Work to do: Return each line in the rows below that contains the string "fence", copying every such line without alteration.

Excerpted data:
■ ■ ■
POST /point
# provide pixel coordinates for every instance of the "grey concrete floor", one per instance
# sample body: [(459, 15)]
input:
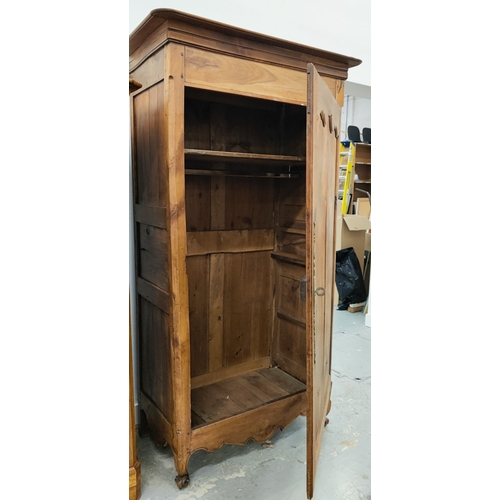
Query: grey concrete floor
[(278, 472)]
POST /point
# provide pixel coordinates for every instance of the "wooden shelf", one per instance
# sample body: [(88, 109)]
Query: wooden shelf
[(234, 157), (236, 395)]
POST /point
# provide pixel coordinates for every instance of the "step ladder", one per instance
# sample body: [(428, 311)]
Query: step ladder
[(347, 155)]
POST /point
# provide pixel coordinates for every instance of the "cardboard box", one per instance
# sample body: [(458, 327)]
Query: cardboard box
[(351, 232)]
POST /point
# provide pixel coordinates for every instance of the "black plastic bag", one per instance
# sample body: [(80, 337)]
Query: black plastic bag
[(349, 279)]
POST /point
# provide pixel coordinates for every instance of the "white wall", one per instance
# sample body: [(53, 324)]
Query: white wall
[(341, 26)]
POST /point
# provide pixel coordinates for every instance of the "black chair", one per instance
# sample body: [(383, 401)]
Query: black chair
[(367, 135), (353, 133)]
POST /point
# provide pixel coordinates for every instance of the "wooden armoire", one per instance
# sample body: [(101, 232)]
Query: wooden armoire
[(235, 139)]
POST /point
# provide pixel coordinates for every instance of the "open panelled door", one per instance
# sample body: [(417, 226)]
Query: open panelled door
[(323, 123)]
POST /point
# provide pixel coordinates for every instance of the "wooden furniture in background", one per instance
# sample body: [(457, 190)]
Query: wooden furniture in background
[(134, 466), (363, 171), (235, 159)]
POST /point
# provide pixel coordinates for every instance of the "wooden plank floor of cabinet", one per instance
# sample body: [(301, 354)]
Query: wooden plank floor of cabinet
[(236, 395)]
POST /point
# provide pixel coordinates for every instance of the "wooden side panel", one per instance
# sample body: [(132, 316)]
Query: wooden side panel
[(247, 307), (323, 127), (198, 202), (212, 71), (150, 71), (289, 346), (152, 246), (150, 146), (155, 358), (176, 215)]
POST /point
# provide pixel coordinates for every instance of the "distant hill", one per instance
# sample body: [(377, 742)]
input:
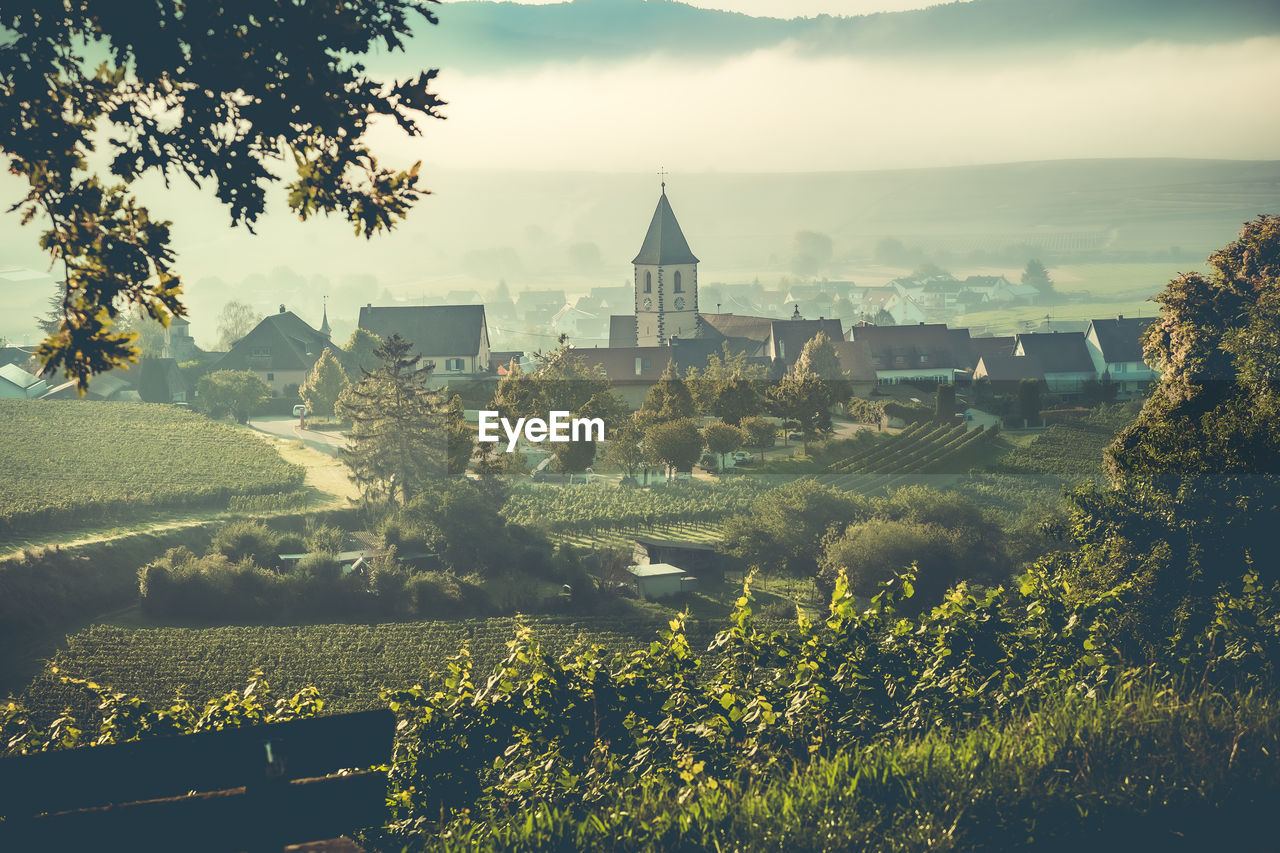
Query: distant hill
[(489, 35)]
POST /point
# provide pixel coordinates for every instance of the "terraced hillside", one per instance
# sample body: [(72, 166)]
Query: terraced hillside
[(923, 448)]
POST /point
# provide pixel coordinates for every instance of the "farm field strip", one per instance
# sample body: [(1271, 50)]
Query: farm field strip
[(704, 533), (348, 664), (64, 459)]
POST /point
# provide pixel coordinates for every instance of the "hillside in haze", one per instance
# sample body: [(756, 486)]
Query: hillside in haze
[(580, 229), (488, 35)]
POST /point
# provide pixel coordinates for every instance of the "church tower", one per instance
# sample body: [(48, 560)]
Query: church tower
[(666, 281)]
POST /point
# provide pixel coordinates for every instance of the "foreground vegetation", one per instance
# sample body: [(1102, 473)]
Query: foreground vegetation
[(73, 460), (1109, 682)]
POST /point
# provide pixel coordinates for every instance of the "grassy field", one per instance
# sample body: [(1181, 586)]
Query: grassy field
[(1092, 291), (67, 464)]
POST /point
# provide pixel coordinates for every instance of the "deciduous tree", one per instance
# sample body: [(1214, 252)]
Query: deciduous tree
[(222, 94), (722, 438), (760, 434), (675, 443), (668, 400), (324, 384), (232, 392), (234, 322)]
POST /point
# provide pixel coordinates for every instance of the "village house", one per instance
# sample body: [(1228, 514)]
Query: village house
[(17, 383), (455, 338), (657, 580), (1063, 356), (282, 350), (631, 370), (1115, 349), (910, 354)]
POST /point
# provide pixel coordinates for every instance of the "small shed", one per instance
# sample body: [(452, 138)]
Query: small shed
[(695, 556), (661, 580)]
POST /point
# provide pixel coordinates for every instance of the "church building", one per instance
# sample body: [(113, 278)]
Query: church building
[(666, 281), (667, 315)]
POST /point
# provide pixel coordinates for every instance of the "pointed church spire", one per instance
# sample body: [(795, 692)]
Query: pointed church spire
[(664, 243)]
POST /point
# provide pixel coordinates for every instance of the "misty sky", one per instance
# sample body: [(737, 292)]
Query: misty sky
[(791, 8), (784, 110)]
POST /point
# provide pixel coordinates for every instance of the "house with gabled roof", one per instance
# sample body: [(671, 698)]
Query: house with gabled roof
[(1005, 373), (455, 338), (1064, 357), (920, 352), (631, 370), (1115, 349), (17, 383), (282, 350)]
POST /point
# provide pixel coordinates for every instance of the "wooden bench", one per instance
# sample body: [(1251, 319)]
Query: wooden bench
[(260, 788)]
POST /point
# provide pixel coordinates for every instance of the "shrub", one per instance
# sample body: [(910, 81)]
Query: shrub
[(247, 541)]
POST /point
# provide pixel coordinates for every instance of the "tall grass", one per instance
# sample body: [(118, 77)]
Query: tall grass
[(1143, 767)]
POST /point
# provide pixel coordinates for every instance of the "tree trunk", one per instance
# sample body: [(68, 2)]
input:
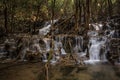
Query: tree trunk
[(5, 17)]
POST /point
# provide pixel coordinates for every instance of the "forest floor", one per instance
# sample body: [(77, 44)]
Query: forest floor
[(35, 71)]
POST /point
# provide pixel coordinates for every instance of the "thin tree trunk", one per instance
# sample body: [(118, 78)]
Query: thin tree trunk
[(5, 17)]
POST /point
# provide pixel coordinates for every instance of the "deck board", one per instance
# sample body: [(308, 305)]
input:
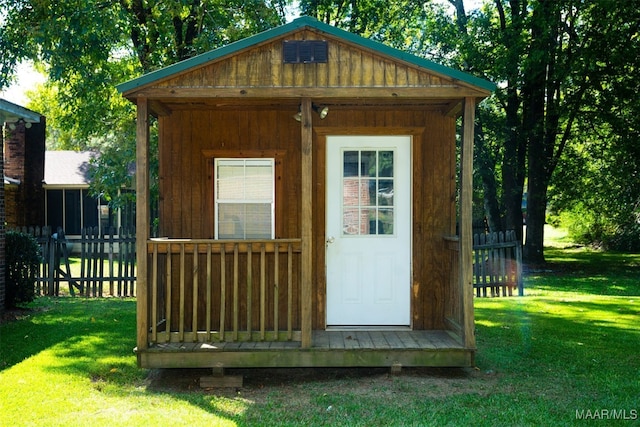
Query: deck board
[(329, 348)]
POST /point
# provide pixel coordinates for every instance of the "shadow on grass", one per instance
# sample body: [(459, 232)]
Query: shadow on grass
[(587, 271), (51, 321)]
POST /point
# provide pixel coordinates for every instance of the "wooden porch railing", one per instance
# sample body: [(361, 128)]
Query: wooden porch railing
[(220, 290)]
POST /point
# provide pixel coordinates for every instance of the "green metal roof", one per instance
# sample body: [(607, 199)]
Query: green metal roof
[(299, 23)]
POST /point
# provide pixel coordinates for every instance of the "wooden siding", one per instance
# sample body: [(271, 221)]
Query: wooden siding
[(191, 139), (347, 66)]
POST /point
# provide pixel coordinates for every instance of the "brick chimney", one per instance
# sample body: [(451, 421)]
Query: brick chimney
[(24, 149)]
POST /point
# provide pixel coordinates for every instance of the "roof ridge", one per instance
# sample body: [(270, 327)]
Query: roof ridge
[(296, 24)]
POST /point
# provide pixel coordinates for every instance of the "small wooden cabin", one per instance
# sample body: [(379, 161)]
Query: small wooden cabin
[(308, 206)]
■ ■ ■
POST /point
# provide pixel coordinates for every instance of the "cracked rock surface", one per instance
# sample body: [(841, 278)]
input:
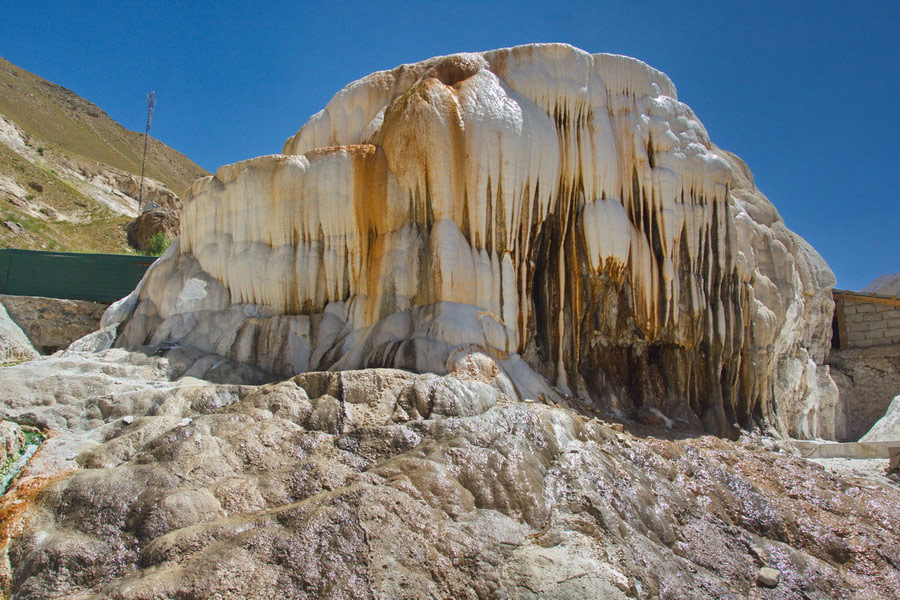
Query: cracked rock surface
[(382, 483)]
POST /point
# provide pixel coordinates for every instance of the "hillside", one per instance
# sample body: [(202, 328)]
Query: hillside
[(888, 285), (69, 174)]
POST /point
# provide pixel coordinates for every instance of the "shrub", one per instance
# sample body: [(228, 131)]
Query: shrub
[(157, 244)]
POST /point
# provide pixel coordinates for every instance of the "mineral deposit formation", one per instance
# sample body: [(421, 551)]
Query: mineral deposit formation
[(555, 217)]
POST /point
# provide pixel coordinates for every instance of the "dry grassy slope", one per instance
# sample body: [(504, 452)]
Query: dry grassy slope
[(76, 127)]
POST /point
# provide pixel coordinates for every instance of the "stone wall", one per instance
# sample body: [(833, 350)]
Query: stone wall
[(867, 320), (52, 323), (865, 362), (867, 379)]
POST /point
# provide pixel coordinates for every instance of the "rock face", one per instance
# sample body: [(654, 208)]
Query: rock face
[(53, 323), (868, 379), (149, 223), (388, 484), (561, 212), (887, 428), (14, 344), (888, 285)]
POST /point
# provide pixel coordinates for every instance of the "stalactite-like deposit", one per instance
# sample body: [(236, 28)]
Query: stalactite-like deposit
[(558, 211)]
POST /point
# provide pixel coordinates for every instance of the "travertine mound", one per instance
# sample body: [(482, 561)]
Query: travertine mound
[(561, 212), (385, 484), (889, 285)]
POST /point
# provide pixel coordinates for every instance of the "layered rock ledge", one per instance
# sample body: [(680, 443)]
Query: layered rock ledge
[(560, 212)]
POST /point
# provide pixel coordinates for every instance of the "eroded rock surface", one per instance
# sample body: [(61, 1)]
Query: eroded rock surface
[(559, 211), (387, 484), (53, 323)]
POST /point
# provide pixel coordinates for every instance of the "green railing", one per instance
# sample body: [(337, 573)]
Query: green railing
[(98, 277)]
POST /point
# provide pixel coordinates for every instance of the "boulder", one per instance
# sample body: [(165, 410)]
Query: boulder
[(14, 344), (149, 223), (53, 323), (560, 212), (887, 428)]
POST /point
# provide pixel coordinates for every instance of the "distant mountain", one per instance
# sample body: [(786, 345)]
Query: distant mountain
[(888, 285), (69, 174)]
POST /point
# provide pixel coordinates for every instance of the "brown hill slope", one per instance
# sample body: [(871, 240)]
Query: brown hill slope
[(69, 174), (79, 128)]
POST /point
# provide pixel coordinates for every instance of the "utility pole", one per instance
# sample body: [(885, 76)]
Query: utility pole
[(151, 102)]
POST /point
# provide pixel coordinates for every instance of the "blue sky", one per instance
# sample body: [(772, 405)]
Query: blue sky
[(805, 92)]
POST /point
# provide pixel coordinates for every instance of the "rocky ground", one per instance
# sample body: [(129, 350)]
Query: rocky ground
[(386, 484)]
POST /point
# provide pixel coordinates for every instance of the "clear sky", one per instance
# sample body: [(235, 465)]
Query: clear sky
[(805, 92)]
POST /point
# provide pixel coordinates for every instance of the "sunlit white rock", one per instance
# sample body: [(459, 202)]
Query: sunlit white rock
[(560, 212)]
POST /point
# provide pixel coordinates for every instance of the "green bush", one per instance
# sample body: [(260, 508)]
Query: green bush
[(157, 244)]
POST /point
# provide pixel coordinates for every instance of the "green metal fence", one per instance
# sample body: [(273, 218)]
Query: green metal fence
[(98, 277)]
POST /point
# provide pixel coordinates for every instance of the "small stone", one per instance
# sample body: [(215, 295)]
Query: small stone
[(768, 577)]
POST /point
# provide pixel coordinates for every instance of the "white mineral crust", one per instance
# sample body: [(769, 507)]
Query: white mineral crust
■ ■ ■
Final result:
# provide pixel coordinates for every instance of the "green metal fence", one per instance
Query: green metal fence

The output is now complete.